======== Provided text ========

As of February 2019, the sheriffs of 12 of Washington's 39 counties — specifically Adams, Benton, Ferry, Grant, Grays Harbor, Kittitas, Klickitat, Mason, Okanogan, Pacific, Stevens, and Yakima counties, representing 1.5 million people, or 19% of the state's 7.5 million population — said they will not enforce the law, though some have indicated they will only refuse to do so until the final adjudication of pending lawsuits against the legislation.

The sheriff of Spokane County said he will not enforce the law, but accused other sheriffs who similarly stated they would not enforce it of "grandstanding".

The sheriffs of Lewis and Wahkiakum counties said they will apply the law in cases where they are aware it was transgressed, but would not take any steps to actively seek out or investigate violators. After warnings from the State Attorney General, two sheriffs who had initially said they would not enforce it, of Franklin, and Lincoln counties, said they would perform the background checks required by the law.

======== Records supplied ========

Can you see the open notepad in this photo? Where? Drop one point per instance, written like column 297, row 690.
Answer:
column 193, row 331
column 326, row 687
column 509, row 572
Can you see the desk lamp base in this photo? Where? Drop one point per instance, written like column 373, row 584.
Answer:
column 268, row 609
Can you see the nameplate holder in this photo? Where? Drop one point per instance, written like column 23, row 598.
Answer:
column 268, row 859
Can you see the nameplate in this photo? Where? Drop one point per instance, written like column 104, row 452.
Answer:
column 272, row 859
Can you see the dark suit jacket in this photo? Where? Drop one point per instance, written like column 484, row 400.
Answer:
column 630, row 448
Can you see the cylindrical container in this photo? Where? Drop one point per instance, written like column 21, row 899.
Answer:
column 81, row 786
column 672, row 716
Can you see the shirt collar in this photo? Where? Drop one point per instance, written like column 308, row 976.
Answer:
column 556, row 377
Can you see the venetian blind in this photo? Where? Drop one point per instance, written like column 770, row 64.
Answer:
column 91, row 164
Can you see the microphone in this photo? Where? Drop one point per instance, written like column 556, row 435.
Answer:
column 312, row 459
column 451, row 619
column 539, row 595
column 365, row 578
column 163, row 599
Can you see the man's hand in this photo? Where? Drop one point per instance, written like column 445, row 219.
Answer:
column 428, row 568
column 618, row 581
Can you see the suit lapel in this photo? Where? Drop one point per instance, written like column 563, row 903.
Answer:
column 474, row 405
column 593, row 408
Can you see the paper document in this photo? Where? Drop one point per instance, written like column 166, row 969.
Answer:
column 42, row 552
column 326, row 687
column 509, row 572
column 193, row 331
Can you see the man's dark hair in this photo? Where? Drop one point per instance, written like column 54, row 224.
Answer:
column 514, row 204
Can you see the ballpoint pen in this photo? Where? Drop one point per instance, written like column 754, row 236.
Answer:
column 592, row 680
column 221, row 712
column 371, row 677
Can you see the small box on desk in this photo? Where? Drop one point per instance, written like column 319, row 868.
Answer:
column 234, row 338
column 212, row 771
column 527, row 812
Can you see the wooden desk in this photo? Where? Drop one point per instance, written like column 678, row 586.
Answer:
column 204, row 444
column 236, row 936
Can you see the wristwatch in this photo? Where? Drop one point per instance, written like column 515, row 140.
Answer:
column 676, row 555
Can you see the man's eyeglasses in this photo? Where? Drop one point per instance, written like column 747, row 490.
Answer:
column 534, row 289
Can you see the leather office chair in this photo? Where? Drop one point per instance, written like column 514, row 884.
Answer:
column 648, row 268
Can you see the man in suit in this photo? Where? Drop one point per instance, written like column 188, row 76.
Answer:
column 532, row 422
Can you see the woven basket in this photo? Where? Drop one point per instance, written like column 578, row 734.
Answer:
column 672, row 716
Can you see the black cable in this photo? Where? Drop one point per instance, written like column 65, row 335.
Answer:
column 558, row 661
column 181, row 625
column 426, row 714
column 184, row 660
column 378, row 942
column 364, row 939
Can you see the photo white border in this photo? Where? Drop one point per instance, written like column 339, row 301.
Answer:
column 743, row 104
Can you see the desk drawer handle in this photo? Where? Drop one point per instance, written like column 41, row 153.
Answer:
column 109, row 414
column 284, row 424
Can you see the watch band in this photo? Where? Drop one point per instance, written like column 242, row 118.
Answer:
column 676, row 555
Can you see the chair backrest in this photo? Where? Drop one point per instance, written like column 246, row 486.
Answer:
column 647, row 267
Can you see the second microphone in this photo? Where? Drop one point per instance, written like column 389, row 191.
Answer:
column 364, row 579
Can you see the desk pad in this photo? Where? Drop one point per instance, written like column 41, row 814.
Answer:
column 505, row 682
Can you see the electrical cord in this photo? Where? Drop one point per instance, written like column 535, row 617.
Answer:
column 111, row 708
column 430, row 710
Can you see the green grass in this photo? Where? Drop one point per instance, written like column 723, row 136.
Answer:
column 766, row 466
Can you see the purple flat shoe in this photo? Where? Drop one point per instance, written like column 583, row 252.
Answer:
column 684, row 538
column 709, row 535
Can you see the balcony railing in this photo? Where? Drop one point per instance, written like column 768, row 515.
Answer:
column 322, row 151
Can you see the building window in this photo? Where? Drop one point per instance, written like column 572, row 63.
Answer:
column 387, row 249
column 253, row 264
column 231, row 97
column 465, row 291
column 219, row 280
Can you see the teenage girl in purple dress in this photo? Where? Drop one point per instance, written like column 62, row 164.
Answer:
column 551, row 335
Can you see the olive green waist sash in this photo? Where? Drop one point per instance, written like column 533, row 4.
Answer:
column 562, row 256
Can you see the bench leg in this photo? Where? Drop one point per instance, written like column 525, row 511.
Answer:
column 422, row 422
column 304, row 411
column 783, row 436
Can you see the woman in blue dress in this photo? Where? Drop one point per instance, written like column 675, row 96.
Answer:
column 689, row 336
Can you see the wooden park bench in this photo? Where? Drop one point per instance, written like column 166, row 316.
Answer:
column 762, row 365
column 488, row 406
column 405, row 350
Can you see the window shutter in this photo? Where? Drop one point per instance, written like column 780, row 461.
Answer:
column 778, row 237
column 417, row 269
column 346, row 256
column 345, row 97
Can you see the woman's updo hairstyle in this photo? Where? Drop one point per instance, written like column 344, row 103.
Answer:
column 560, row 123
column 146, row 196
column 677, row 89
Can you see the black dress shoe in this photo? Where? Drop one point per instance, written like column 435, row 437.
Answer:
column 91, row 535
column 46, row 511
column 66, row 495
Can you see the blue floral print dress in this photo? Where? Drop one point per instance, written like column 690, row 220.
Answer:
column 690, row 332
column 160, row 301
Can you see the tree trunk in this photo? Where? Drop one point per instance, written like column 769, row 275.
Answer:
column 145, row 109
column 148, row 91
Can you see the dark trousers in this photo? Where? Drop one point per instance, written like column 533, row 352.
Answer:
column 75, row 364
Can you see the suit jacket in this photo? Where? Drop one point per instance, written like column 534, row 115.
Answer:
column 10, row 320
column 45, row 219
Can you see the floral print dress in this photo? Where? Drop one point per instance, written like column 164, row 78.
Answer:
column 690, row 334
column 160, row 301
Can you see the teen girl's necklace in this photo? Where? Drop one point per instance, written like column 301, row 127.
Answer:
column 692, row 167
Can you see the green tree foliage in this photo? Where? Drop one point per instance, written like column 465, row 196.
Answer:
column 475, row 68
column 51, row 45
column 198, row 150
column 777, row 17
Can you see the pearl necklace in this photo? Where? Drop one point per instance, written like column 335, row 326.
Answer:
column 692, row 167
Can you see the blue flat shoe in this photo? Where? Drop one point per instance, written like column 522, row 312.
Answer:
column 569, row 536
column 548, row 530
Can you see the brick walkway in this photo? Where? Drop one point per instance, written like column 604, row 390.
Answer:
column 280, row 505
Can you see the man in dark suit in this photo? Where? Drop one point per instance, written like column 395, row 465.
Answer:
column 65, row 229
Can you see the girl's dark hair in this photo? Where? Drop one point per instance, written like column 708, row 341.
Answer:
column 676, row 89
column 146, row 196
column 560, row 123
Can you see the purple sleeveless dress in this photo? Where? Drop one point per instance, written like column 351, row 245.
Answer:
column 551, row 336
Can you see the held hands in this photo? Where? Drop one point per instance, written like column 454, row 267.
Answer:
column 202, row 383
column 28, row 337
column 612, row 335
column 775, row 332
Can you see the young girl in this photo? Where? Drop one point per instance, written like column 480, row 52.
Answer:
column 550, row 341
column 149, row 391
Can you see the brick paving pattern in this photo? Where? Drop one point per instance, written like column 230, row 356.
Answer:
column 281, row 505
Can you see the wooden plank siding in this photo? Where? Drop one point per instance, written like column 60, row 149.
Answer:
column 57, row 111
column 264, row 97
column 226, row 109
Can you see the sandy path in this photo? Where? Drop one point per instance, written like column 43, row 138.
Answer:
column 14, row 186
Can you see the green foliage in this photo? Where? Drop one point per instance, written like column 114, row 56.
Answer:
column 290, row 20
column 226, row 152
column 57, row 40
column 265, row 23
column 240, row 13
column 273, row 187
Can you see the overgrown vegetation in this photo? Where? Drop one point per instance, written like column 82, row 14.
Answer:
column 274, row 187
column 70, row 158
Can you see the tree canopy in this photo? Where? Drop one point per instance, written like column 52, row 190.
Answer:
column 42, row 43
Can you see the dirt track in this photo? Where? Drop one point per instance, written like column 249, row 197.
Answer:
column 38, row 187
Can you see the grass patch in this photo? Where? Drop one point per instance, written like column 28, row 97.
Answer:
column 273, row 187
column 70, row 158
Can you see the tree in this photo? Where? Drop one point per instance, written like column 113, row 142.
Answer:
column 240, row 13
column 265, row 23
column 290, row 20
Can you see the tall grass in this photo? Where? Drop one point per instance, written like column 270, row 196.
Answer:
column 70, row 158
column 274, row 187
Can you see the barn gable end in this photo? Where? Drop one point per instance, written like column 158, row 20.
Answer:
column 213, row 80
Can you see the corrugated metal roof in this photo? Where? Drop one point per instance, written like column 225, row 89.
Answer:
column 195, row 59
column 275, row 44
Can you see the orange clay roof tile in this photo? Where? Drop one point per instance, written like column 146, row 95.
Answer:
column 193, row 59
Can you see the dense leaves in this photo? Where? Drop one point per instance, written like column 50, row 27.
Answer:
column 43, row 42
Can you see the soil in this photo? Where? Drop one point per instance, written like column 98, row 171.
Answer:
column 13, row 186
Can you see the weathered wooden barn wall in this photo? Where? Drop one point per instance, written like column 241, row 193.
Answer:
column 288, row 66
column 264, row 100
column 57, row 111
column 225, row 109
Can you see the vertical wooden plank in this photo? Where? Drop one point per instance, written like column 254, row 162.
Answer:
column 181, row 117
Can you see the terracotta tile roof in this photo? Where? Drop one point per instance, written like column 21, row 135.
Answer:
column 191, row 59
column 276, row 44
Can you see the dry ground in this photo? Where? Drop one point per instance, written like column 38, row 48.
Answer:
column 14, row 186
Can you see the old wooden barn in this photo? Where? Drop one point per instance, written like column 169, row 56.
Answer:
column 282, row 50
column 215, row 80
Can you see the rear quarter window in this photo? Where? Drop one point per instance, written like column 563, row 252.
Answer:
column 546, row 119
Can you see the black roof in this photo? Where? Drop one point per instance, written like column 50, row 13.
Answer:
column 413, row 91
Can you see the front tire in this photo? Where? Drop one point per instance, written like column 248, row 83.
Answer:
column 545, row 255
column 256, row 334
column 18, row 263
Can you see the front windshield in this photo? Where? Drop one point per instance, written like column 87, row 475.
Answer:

========

**How to complete this task**
Print the text on Washington sheriffs in full, word for word. The listing comes from a different source than the text on Washington sheriffs.

**Task output**
As of February 2019, the sheriffs of 12 of Washington's 39 counties — specifically Adams, Benton, Ferry, Grant, Grays Harbor, Kittitas, Klickitat, Mason, Okanogan, Pacific, Stevens, and Yakima counties, representing 1.5 million people, or 19% of the state's 7.5 million population — said they will not enforce the law, though some have indicated they will only refuse to do so until the final adjudication of pending lawsuits against the legislation.

The sheriff of Spokane County said he will not enforce the law, but accused other sheriffs who similarly stated they would not enforce it of "grandstanding".

The sheriffs of Lewis and Wahkiakum counties said they will apply the law in cases where they are aware it was transgressed, but would not take any steps to actively seek out or investigate violators. After warnings from the State Attorney General, two sheriffs who had initially said they would not enforce it, of Franklin, and Lincoln counties, said they would perform the background checks required by the law.